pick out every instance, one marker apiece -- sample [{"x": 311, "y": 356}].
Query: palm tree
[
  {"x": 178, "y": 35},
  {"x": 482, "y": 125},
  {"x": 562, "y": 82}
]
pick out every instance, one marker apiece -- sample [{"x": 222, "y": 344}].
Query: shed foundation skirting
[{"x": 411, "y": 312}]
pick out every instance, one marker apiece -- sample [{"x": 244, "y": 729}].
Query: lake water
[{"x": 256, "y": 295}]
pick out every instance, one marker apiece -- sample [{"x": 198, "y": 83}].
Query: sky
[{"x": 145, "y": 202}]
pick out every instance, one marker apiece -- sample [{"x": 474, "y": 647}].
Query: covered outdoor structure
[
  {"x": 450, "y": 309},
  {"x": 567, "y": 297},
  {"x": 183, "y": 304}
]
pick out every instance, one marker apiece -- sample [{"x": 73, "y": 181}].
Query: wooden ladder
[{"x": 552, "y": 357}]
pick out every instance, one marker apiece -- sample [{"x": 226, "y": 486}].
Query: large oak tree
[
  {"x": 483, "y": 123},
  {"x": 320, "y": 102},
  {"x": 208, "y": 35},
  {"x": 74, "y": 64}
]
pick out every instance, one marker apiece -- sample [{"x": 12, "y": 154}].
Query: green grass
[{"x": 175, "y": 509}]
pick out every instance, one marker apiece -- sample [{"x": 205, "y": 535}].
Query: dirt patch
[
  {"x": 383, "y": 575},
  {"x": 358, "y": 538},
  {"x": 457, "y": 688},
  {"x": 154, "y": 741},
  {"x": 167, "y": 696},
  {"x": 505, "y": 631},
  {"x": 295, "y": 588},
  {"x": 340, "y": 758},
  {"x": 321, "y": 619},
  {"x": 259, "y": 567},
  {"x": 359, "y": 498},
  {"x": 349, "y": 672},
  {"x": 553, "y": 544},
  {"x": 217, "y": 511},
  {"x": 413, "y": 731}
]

=====

What the task requires: Return every line in the records that includes the string "marker".

Written reply:
pick out every instance, one marker apiece -- sample [{"x": 311, "y": 356}].
pick out every instance, one marker apiece -- sample [{"x": 222, "y": 344}].
pick out every instance, one marker apiece -- sample [{"x": 244, "y": 729}].
pick out every instance, one marker apiece -- sample [{"x": 198, "y": 83}].
pick out every instance, one marker apiece -- sample [{"x": 474, "y": 647}].
pick out every instance, one marker apiece -- sample [{"x": 73, "y": 181}].
pick out every instance, one marker apiece -- sample [{"x": 226, "y": 486}].
pick out every instance, one marker apiece -- sample [{"x": 12, "y": 154}].
pick out every instance, one marker apiece -- sample [{"x": 205, "y": 535}].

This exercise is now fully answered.